___ Supplied data
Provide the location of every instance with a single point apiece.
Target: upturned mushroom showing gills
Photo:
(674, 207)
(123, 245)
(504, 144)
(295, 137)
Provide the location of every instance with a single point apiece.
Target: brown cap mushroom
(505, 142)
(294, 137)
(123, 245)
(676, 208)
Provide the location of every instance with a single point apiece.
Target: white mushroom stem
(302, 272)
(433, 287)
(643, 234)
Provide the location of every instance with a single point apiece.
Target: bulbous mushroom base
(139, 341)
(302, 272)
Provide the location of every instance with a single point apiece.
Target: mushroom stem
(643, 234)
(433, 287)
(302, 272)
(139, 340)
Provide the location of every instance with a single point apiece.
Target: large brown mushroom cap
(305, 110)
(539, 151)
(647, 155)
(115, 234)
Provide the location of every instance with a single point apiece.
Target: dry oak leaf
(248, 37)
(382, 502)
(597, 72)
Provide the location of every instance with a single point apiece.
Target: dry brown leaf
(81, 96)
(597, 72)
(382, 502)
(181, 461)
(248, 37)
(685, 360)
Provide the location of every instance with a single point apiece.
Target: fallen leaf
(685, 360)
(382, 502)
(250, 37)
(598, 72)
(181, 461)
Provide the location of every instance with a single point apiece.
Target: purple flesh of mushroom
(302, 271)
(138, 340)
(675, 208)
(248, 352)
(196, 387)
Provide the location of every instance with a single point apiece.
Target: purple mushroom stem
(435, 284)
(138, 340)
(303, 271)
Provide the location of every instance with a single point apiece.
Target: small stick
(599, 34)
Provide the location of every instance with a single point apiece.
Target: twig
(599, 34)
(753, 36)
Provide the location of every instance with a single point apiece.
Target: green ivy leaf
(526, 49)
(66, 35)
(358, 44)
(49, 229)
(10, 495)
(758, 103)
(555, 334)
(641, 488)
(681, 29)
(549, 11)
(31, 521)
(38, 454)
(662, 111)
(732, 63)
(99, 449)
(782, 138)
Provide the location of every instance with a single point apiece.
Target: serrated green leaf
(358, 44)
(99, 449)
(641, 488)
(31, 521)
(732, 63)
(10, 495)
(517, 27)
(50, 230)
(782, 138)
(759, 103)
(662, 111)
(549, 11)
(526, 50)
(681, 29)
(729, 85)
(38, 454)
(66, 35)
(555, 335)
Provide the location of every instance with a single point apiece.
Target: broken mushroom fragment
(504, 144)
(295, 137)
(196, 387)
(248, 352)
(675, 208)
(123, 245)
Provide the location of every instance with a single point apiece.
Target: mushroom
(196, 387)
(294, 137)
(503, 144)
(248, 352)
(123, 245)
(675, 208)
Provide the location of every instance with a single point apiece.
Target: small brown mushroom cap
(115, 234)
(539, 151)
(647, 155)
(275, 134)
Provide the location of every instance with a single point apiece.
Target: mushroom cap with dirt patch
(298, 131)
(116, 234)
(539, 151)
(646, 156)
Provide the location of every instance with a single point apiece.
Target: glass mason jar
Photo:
______
§ **Given task**
Using the material above, print every entry exactly as written.

§ **Solution to this exercise**
Provide the location of every instance with a single point apiece.
Target: upturned mushroom showing gills
Photo:
(674, 207)
(123, 245)
(504, 144)
(295, 137)
Provide the location of every instance with a single point apiece.
Target: brown cap mushroom
(505, 142)
(294, 137)
(123, 245)
(676, 208)
Provide the location of every instance with a single point apiece.
Target: white mushroom stem
(302, 272)
(433, 287)
(643, 234)
Provide the location of every instance with a single point apiece.
Target: bulbous mushroom base
(139, 341)
(302, 272)
Provide the location of every instance with a single point apiece.
Target: mushroom stem
(643, 234)
(433, 287)
(302, 272)
(139, 340)
Provide the location of every instance with a single point apiece.
Target: large brown mushroom cap
(305, 110)
(539, 151)
(647, 155)
(115, 234)
Provide the location of every instance with a single point apiece.
Target: dry oak leaf
(248, 37)
(382, 502)
(597, 72)
Provide the location of every instance with a single point apiece.
Target: dry brown leaf
(81, 96)
(597, 72)
(382, 502)
(181, 461)
(248, 37)
(685, 360)
Provide the location of every instance with a single point apiece.
Target: fallen leaf
(685, 360)
(382, 502)
(250, 37)
(598, 72)
(181, 461)
Provide the location of every instance with a single point apiece.
Target: purple flesh of mushroom
(302, 271)
(138, 340)
(675, 208)
(248, 352)
(196, 387)
Provide the location of every instance with a single point apiece.
Target: purple mushroom stem
(435, 284)
(138, 340)
(303, 271)
Provide the location of every instance with a single point apiece.
Target: small stick
(599, 34)
Provide the location of every instance with a single point apiece.
Target: twig
(599, 34)
(753, 36)
Provide the location of every instance with a single point apiece.
Target: green ivy leaf
(526, 49)
(66, 35)
(358, 44)
(49, 229)
(10, 495)
(758, 103)
(555, 334)
(641, 488)
(681, 29)
(549, 11)
(31, 521)
(38, 454)
(662, 111)
(732, 63)
(99, 449)
(782, 138)
Provide the location of every instance with a single point apiece.
Target: serrated green leaf
(358, 44)
(99, 449)
(641, 488)
(31, 521)
(732, 63)
(10, 495)
(517, 27)
(50, 230)
(782, 138)
(759, 103)
(662, 111)
(549, 11)
(526, 50)
(681, 29)
(729, 85)
(38, 454)
(66, 35)
(555, 335)
Provide the location of every instance with a single point apiece.
Target: broken mushroom fragment
(504, 144)
(295, 137)
(196, 387)
(248, 352)
(675, 208)
(123, 245)
Provide the location of every instance with a single point apiece.
Target: mushroom
(196, 387)
(294, 137)
(503, 144)
(248, 352)
(123, 245)
(675, 208)
Provide the location of every instance with a single point apiece.
Target: small brown mushroom cap
(115, 234)
(539, 151)
(647, 155)
(275, 134)
Provide the location of every instance with a single point apiece.
Target: mushroom cap with dirt patch
(298, 131)
(116, 234)
(539, 151)
(646, 156)
Provide the location of every instance with a single point apiece.
Target: glass mason jar
Photo:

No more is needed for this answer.